Extrait du document >>
━━━━━━━━

La présence d’élus de la République et de blessés n’a pas empêché le groupe d’être la cible de tirs soutenus de grenades lacrymogènes. « On criait qu’on était des soignants, des blessés, des élus, mais on s’est pris des tirs comme tout le monde », raconte Marianne Maximi. Une photo prise par la députée montre une grenade lacrymogène voler juste au-dessus de leurs têtes. « On ne représentait aucun danger, dénonce David Cormand. Les gens visés n’étaient pas partie prenante des combats, il n’y avait aucune justification de défense ou de protection. »

Les manifestants ont pris le chemin du retour à peine quelques heures après le départ du camp, notamment car les blessés étaient trop nombreux pour pouvoir être pris en charge par les médics présents.

━━━━━━━━

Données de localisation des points
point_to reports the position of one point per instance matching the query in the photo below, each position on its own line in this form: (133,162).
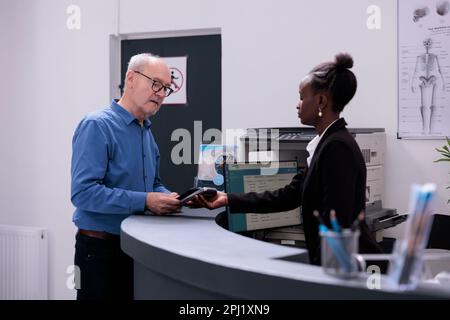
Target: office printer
(283,144)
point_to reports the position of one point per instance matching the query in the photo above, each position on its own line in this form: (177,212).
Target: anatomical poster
(423,69)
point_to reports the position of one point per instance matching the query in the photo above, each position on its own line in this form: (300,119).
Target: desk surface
(195,255)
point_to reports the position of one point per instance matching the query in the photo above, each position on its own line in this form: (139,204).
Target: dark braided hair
(336,78)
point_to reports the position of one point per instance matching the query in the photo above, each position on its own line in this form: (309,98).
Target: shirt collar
(125,115)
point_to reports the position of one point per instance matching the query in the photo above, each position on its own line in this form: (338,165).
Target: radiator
(23,263)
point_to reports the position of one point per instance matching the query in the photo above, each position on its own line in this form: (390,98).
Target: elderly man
(115,173)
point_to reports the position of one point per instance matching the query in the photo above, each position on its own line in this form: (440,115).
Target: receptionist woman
(335,177)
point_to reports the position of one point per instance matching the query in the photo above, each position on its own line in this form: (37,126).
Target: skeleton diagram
(426,76)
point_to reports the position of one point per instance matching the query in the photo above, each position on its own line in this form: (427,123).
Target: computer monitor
(259,177)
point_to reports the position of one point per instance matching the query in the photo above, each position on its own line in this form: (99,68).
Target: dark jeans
(106,271)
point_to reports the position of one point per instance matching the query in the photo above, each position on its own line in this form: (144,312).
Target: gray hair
(138,61)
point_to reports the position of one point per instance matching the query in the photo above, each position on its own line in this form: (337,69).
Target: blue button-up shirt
(115,162)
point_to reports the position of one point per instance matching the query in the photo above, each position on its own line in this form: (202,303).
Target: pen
(335,245)
(334,222)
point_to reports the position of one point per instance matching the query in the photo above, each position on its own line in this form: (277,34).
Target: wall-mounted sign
(424,69)
(178,70)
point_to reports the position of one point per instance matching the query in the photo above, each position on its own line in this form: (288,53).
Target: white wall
(54,76)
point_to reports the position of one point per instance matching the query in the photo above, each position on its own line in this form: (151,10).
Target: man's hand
(219,200)
(162,203)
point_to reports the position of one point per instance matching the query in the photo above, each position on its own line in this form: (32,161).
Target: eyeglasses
(157,86)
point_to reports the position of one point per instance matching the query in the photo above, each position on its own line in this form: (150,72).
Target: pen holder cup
(339,253)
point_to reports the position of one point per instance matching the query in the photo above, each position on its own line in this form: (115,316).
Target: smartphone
(191,193)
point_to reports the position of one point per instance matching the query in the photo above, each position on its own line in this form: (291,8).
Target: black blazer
(336,179)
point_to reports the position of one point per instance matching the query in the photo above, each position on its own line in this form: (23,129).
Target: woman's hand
(219,200)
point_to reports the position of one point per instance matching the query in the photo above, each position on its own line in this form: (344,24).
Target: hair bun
(343,61)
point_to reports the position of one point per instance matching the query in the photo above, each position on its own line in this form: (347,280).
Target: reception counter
(189,256)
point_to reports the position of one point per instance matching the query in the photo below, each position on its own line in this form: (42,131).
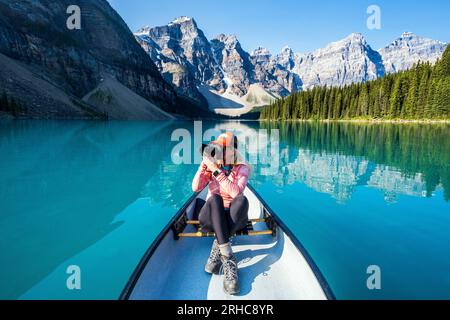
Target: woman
(226,209)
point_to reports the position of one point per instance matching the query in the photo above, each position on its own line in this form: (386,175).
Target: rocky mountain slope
(53,68)
(343,62)
(405,51)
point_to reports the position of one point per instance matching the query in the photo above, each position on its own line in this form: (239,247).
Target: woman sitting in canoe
(226,209)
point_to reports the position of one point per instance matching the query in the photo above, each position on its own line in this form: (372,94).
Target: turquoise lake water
(96,194)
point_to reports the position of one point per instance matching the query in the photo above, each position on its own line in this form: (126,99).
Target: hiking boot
(230,272)
(213,264)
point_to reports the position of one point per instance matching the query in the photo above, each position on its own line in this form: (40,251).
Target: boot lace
(229,269)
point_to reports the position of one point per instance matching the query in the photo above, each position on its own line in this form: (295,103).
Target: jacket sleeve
(201,179)
(234,188)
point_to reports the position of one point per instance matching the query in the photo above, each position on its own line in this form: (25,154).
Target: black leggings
(215,218)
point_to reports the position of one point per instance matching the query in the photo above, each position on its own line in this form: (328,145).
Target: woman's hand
(210,164)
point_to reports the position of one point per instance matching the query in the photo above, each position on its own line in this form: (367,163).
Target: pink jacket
(227,187)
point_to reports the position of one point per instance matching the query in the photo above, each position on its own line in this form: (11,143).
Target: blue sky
(303,25)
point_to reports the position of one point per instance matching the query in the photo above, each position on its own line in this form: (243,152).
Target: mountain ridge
(343,62)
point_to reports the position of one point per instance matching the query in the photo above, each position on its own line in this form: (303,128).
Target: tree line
(423,92)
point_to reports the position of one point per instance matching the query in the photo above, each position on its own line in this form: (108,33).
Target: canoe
(273,264)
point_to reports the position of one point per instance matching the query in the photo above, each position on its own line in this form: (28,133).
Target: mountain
(340,63)
(183,55)
(273,76)
(53,72)
(234,62)
(407,50)
(229,77)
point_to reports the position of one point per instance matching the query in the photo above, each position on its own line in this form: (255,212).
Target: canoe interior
(270,267)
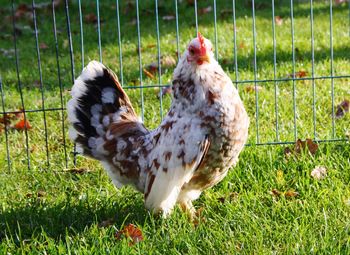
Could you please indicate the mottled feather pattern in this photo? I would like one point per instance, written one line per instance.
(192, 149)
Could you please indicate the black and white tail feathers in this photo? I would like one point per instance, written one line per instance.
(97, 101)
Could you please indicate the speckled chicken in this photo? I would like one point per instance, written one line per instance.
(193, 148)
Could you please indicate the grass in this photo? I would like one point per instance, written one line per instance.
(50, 210)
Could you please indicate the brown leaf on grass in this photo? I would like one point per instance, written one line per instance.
(148, 74)
(129, 7)
(77, 170)
(299, 74)
(106, 223)
(150, 46)
(130, 232)
(250, 89)
(319, 172)
(307, 144)
(165, 90)
(225, 12)
(41, 193)
(278, 20)
(167, 61)
(275, 193)
(342, 108)
(302, 146)
(22, 125)
(152, 68)
(23, 11)
(43, 46)
(205, 10)
(168, 17)
(90, 18)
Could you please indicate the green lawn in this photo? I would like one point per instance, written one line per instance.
(49, 209)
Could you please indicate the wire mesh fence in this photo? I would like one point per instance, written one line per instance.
(288, 59)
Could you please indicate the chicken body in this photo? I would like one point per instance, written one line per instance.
(197, 142)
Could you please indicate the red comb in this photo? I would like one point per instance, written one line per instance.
(201, 41)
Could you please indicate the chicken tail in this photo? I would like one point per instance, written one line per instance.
(98, 105)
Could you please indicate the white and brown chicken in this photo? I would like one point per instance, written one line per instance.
(193, 148)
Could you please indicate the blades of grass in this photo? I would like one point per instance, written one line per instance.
(196, 15)
(275, 71)
(293, 60)
(177, 31)
(20, 85)
(140, 58)
(119, 45)
(313, 68)
(5, 127)
(71, 54)
(235, 41)
(331, 63)
(81, 35)
(215, 33)
(60, 83)
(99, 29)
(41, 83)
(255, 76)
(159, 63)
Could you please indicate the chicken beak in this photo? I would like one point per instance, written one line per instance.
(204, 58)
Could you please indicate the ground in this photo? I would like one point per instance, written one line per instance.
(52, 209)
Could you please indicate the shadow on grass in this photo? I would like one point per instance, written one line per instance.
(56, 220)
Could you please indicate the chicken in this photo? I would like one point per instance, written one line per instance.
(193, 148)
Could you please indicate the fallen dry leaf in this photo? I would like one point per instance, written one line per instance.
(287, 194)
(130, 232)
(205, 10)
(278, 20)
(152, 68)
(319, 172)
(299, 74)
(280, 177)
(150, 46)
(43, 46)
(302, 146)
(106, 223)
(342, 108)
(307, 144)
(148, 74)
(77, 170)
(90, 18)
(338, 2)
(7, 53)
(275, 193)
(231, 197)
(41, 193)
(250, 89)
(23, 11)
(7, 118)
(22, 125)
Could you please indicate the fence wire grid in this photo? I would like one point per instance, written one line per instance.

━━━━━━━━

Consigne 1 >>
Recopiez le passage de l'extrait sur la manifestation, depuis « La présence d’élus » jusqu'à « les médics présents. » inclus.
Consigne 2 >>
Répondez à ces questions sur l'extrait sur la manifestation :
(a) D'après David Cormand, le groupe représentait-il un danger ?
(b) Combien de temps après le départ du camp les manifestants ont-ils pris le chemin du retour ?
(c) Pourquoi les blessés ne pouvaient-ils pas tous être pris en charge par les médics présents ?

Corrigé 1 >>
La présence d’élus de la République et de blessés n’a pas empêché le groupe d’être la cible de tirs soutenus de grenades lacrymogènes. « On criait qu’on était des soignants, des blessés, des élus, mais on s’est pris des tirs comme tout le monde », raconte Marianne Maximi. Une photo prise par la députée montre une grenade lacrymogène voler juste au-dessus de leurs têtes. « On ne représentait aucun danger, dénonce David Cormand. Les gens visés n’étaient pas partie prenante des combats, il n’y avait aucune justification de défense ou de protection. »

Les manifestants ont pris le chemin du retour à peine quelques heures après le départ du camp, notamment car les blessés étaient trop nombreux pour pouvoir être pris en charge par les médics présents.

Corrigé 2 >>
(a) Non, il affirme qu'ils ne représentaient aucun danger.
(b) À peine quelques heures après.
(c) Parce qu'ils étaient trop nombreux.